What you will do:
Find every line in the items below that contains the word "surface" and copy each of those lines. Case counts.

Given records:
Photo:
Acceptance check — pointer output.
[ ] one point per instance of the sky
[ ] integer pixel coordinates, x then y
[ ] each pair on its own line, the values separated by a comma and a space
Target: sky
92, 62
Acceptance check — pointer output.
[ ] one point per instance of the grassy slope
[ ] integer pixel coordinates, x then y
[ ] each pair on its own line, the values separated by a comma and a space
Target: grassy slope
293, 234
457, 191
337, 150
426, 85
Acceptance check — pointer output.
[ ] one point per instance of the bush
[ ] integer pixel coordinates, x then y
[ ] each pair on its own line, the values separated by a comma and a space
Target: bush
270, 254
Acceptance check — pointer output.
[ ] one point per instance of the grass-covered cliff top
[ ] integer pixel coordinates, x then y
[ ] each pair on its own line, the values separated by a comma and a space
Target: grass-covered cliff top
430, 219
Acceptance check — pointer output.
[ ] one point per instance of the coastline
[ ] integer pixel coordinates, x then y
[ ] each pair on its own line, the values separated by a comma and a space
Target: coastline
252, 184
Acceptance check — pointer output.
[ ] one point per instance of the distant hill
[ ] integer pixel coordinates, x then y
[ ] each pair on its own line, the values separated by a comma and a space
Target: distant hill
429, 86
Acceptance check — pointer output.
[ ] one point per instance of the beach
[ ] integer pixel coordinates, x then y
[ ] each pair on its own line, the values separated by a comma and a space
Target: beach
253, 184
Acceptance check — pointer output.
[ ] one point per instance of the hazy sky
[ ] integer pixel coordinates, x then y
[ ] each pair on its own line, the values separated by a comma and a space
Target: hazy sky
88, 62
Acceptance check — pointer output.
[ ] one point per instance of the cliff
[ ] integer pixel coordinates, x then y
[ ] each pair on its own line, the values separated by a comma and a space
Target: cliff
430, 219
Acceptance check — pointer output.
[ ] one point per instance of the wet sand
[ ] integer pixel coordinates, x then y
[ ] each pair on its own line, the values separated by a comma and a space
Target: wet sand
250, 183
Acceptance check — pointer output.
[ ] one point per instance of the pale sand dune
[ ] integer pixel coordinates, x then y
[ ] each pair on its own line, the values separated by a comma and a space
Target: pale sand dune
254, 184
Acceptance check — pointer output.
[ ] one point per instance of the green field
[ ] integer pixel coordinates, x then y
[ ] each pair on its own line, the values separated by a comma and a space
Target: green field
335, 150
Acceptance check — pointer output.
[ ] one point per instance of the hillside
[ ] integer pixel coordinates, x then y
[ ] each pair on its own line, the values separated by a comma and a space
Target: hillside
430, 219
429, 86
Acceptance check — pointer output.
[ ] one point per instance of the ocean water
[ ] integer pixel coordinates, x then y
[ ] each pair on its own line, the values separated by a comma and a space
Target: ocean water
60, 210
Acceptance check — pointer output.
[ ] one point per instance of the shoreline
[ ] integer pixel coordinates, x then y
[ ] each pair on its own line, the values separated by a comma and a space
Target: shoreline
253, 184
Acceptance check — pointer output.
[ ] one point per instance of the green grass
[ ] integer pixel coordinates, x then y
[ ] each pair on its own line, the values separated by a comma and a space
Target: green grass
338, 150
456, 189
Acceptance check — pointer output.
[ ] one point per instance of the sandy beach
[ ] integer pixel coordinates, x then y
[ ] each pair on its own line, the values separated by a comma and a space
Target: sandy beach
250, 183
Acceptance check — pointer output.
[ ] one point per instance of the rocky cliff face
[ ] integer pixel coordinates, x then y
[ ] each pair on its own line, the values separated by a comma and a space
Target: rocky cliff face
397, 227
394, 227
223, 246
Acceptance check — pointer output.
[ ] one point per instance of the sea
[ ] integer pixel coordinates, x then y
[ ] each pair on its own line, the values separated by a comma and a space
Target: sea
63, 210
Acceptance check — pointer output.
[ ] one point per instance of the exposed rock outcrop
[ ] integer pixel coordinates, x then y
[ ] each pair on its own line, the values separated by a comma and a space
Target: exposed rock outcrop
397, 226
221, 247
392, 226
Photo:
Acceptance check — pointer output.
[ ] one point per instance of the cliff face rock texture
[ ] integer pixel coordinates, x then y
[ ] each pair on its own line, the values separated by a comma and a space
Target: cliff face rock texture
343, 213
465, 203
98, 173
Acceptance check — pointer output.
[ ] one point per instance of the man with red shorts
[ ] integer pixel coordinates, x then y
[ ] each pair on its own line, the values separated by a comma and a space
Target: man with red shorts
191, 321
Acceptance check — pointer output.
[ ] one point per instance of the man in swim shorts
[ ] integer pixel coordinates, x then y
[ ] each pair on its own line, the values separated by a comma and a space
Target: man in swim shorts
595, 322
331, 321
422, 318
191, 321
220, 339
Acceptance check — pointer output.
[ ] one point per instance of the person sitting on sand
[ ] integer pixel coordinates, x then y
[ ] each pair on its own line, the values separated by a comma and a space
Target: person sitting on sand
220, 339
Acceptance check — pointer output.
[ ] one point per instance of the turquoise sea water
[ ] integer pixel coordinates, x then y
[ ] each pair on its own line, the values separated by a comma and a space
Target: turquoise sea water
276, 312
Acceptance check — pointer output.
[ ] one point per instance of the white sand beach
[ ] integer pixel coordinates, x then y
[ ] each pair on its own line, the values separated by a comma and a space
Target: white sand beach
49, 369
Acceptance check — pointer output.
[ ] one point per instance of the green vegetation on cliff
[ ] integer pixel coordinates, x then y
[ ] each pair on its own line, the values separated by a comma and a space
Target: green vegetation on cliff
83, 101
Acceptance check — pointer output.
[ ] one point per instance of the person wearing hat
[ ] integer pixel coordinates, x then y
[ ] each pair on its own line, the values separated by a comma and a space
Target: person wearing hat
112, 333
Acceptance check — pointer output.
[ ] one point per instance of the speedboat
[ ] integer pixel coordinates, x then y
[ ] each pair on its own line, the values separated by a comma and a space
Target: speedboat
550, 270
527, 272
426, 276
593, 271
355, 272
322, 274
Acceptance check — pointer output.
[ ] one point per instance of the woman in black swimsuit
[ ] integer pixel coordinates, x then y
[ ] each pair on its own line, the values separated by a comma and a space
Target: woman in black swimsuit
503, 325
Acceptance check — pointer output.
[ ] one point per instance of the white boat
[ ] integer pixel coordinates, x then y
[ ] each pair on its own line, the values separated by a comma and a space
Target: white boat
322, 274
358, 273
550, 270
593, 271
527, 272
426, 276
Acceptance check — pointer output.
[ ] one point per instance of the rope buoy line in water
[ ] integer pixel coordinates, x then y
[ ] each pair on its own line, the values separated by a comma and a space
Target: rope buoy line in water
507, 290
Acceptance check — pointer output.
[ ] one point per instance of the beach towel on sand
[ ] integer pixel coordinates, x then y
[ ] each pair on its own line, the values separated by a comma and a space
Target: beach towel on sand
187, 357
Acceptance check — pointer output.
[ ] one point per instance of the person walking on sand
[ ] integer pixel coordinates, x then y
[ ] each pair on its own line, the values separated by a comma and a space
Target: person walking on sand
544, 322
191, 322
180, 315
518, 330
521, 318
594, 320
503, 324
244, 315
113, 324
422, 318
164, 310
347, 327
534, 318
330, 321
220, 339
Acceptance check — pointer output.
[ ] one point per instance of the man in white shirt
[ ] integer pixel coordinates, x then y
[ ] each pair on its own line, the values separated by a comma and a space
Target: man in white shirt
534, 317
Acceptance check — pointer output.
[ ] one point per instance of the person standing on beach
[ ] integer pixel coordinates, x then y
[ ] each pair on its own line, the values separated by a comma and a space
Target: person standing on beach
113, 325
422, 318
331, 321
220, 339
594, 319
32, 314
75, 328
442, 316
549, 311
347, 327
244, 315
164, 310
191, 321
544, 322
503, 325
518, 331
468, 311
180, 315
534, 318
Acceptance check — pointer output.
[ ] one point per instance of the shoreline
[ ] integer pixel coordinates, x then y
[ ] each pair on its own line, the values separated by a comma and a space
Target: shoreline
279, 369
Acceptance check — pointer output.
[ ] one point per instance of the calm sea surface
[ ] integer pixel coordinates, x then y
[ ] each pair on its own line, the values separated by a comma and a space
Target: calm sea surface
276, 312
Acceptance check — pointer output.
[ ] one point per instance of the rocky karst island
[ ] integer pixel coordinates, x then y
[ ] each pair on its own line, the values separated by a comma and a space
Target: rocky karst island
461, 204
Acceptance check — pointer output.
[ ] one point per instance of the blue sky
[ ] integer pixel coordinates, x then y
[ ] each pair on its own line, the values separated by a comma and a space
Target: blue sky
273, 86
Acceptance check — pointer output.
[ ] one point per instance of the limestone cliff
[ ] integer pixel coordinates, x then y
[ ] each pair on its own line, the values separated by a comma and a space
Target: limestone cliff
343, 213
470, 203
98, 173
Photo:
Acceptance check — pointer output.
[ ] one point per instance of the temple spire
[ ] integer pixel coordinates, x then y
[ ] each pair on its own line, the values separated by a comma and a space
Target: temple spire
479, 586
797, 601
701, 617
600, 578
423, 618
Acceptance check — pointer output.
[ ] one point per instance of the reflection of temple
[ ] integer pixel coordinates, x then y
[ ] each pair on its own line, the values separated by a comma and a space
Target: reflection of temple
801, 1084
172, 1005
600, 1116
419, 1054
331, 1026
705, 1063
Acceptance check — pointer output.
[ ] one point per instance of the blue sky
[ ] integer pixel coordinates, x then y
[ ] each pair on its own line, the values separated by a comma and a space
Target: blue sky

Complete answer:
[ ] one point per instance of the calm sea surface
Target: calm sea surface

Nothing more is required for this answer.